▶ Input material:
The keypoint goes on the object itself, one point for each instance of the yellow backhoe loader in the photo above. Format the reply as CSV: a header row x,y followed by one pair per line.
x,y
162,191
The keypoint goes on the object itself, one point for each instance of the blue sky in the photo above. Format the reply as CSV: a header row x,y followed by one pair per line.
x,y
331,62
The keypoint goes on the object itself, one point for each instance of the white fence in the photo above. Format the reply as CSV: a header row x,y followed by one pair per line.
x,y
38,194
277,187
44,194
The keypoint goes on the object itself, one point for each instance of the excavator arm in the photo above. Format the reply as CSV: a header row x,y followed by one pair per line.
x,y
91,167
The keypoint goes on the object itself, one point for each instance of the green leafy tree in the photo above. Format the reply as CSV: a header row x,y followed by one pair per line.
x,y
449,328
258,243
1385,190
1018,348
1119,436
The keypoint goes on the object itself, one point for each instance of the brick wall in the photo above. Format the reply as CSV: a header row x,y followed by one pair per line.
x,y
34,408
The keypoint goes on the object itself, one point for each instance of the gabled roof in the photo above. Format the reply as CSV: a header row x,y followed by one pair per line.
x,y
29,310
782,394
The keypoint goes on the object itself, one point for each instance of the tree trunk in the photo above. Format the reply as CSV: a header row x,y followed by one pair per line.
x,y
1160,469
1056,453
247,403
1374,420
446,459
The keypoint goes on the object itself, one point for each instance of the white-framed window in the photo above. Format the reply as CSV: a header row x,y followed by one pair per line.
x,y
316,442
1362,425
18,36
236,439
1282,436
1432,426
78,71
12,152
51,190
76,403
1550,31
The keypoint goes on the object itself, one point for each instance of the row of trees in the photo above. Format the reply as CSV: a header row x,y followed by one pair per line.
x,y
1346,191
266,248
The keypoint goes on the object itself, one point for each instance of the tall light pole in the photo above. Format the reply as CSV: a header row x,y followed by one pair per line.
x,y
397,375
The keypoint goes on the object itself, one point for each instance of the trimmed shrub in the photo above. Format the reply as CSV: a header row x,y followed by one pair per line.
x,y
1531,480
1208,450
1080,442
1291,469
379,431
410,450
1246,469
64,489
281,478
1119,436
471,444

▶ Problem details: Retype all of the entries precisely as they are.

▶ Task response:
The keypoint goes on the object itself, one point for each instance of the yellow backhoe loader in the photo above. Format the reply as CSV: a header row x,y followed by one pair per line.
x,y
162,191
The keypoint goes on the object itself, one point for each instance of the blue sky in the photo above. Format the reply as CSV: a header row x,y followed by one pair per line.
x,y
331,62
The keypoint goes on the object itself, one point for each instance of the white fence in the photo above. Format the reply as CSV: a header row x,y followed by one pair per line.
x,y
38,194
277,187
44,194
The keypoint goes on the object itself, one point for each instance of the excavator arm in the photo above. Format the reply as CSV: a header row x,y followed by one pair per line.
x,y
91,167
The keypoint goes on the object itself, one point for each instance of the green leafy tree in the photo above. Format the reply as CSV: a header row x,y followed by one pair per line.
x,y
449,328
258,243
1385,190
1018,348
1119,436
The keypoint goes on the object itself, one point for each instance of the brick wall in the photo above. Format the reply as CSV: a header row x,y followed by one pair per line.
x,y
34,408
The keypoint goes on the object itself, one point for each instance of the gabled roof in the photo above. Format the reply as CSV: a header row x,y followed by one pair per line.
x,y
29,310
782,394
The keypoint goes on the object itself, one point for each instance of the tree trunk in the photo above. Format the reply as CSV: a header row x,y followed by one pair per line.
x,y
1160,469
1056,453
247,403
1374,420
446,459
The keypoint goes on the object itself, one point for each instance of the white-framed window in the photo above. Format the reply as CSV: a header row x,y followed by one pair per line.
x,y
316,442
1362,425
18,36
236,439
1282,436
1432,426
78,71
12,152
51,190
76,403
1550,31
The keypoint goes on the object itself, one point for each instance of the row of trees in the photo above. Format the reply as CSV: a header row x,y followed by one pair per line.
x,y
1346,191
266,248
The keypoint goes on the object itself, one point for each instance of the tall light pole in the photo above. Format the reply as CSV: a header row x,y followed by one pair per line.
x,y
397,375
The keypoint goes on the object itself, one point for each instance of the trimmed shrub in the photo above. Format the reply as CSV: a header row x,y followed by one pair per line.
x,y
1531,480
1208,450
1080,442
1291,469
379,431
410,450
1246,469
64,489
281,478
1119,436
471,444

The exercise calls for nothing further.